(Stored items from a collection)
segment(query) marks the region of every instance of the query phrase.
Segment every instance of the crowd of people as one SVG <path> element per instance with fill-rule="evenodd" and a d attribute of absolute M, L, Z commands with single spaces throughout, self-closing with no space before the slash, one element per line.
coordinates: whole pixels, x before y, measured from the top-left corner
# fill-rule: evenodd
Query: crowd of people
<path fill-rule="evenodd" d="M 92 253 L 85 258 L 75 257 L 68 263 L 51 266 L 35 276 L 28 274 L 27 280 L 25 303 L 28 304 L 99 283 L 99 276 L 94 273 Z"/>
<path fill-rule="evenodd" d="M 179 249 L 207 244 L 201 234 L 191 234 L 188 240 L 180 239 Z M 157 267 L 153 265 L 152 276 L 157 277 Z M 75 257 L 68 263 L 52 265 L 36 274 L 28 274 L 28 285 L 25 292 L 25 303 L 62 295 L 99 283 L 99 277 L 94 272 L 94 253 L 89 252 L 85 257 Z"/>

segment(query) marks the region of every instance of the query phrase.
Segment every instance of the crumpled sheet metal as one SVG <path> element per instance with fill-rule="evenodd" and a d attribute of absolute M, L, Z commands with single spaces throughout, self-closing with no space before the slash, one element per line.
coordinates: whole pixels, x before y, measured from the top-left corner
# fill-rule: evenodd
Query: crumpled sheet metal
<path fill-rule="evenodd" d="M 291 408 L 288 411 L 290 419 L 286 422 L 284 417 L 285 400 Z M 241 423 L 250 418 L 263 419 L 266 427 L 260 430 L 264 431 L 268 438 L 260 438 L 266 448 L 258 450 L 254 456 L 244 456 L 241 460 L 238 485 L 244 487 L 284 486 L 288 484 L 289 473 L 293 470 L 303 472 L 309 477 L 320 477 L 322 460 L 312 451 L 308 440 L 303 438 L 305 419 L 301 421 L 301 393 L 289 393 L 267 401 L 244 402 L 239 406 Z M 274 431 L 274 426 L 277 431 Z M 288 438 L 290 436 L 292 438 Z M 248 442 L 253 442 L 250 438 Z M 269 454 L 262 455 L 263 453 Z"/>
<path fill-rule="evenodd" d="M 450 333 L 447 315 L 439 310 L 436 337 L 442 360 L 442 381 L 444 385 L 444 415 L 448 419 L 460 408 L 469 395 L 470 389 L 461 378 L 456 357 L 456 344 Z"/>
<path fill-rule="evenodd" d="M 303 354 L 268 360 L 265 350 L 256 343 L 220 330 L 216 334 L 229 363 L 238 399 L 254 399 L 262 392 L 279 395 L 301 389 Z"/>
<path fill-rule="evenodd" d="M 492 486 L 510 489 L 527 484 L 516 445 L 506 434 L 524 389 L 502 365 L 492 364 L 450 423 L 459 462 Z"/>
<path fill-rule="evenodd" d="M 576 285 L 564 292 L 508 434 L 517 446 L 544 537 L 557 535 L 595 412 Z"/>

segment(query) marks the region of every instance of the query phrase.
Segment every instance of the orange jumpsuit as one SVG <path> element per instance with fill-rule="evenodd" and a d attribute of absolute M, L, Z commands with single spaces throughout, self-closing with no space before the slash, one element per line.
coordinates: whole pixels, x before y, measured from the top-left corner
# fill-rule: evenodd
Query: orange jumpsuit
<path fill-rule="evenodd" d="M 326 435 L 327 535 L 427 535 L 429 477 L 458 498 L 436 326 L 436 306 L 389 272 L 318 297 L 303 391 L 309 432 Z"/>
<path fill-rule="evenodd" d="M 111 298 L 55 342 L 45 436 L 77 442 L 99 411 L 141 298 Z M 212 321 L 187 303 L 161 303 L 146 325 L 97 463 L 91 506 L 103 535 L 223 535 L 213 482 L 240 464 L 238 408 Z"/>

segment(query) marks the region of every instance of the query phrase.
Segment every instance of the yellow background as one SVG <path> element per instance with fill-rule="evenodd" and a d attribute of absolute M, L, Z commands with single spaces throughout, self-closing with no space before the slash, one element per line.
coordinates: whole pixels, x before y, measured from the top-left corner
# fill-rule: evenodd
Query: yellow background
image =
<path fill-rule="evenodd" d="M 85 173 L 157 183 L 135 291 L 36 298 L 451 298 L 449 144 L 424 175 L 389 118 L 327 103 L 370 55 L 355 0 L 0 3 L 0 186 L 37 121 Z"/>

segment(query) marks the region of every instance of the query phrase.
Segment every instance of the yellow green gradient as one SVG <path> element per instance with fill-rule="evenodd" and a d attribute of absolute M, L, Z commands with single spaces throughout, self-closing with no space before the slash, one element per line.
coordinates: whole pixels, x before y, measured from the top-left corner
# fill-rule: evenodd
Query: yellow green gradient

— Job —
Please rewrite the material above, changing every "top-left corner" to "upper-left corner" and leaving everything else unchanged.

— Correct result —
segment(query) marks the region of every instance of the query phrase.
Segment every instance of the crowd of people as one SVG <path> element per instance with fill-rule="evenodd" and a d attribute of absolute M, L, Z commands with single spaces throughout, self-closing with no space before the slash, one element per line.
coordinates: whole pixels, x before y, measured from the upper-left corner
# fill-rule: evenodd
Query: crowd of people
<path fill-rule="evenodd" d="M 92 253 L 85 258 L 75 257 L 68 263 L 51 266 L 35 276 L 28 274 L 27 280 L 25 303 L 28 304 L 99 283 L 99 276 L 94 273 Z"/>
<path fill-rule="evenodd" d="M 179 249 L 207 244 L 201 234 L 191 234 L 188 240 L 180 239 Z M 157 267 L 153 265 L 152 276 L 157 277 Z M 75 257 L 68 263 L 52 265 L 36 274 L 28 274 L 28 285 L 25 292 L 25 303 L 62 295 L 99 283 L 99 277 L 94 272 L 94 253 L 89 252 L 85 257 Z"/>

segment(query) marks the region of every instance of the query phrase.
Segment every instance of the crumpled sheet metal as one SVG <path> element per instance with fill-rule="evenodd" and a d attribute of absolute M, L, Z commands with single spaces throughout, self-closing with no space before the slash, one element per line.
coordinates: whole pixels, x before y, measured from the upper-left corner
# fill-rule: evenodd
Query: crumpled sheet metal
<path fill-rule="evenodd" d="M 291 408 L 288 411 L 290 419 L 286 422 L 284 417 L 285 400 Z M 241 423 L 250 418 L 263 419 L 266 427 L 260 430 L 264 431 L 268 438 L 260 438 L 266 448 L 258 450 L 254 456 L 244 456 L 241 460 L 238 485 L 244 487 L 284 486 L 288 484 L 289 473 L 293 470 L 303 472 L 309 477 L 320 477 L 322 460 L 312 451 L 308 440 L 303 438 L 305 419 L 301 421 L 301 393 L 289 393 L 267 401 L 244 402 L 239 406 Z M 274 431 L 274 426 L 277 431 Z M 288 438 L 290 436 L 292 438 Z M 248 442 L 253 442 L 250 438 Z M 269 454 L 262 455 L 263 453 Z"/>
<path fill-rule="evenodd" d="M 450 333 L 447 315 L 439 310 L 436 337 L 442 360 L 442 381 L 444 385 L 444 415 L 448 419 L 460 408 L 469 395 L 470 389 L 461 378 L 456 357 L 456 344 Z"/>
<path fill-rule="evenodd" d="M 303 354 L 268 360 L 265 350 L 256 343 L 220 330 L 216 334 L 229 363 L 238 399 L 254 399 L 262 392 L 279 395 L 301 389 Z"/>
<path fill-rule="evenodd" d="M 492 486 L 510 489 L 527 484 L 516 445 L 506 434 L 524 389 L 502 365 L 492 364 L 450 423 L 459 462 Z"/>
<path fill-rule="evenodd" d="M 576 285 L 564 292 L 508 434 L 517 446 L 544 537 L 557 535 L 595 412 Z"/>

segment(query) marks the region of every instance of the query phrase.
Segment every instance of the orange jumpsuit as one SVG <path> element per instance with fill-rule="evenodd" and a d attribute of absolute M, L, Z commands with single spaces throughout, self-closing with no space before the slash, one element per line.
coordinates: whole pixels, x before y, measured from the upper-left corner
# fill-rule: evenodd
Query: orange jumpsuit
<path fill-rule="evenodd" d="M 326 435 L 327 535 L 427 535 L 429 477 L 458 498 L 436 326 L 436 306 L 389 272 L 318 297 L 303 391 L 309 432 Z"/>
<path fill-rule="evenodd" d="M 111 298 L 55 342 L 45 436 L 77 442 L 99 411 L 141 298 Z M 212 321 L 187 303 L 161 303 L 146 325 L 97 463 L 91 506 L 103 535 L 223 535 L 213 482 L 240 464 L 238 408 Z"/>

segment(query) marks the region of every instance of the query phrase.
Segment every instance of the yellow background as one SVG <path> element per instance with fill-rule="evenodd" and a d attribute of absolute M, L, Z commands with single spaces throughout, self-closing with no space before the slash, one element per line.
coordinates: whole pixels, x before y, measured from the upper-left corner
# fill-rule: evenodd
Query: yellow background
image =
<path fill-rule="evenodd" d="M 85 173 L 157 183 L 135 291 L 36 298 L 451 298 L 449 144 L 424 175 L 389 118 L 327 103 L 370 55 L 355 0 L 0 3 L 0 186 L 37 121 Z"/>

segment(query) marks the region of every instance of the query phrase.
Segment every instance of the yellow green gradient as one SVG <path> element per instance with fill-rule="evenodd" and a d attribute of absolute M, L, Z commands with single spaces throughout, self-closing with no space before the slash, one element per line.
coordinates: whole pixels, x before y, measured from the upper-left corner
# fill-rule: evenodd
Query: yellow green gradient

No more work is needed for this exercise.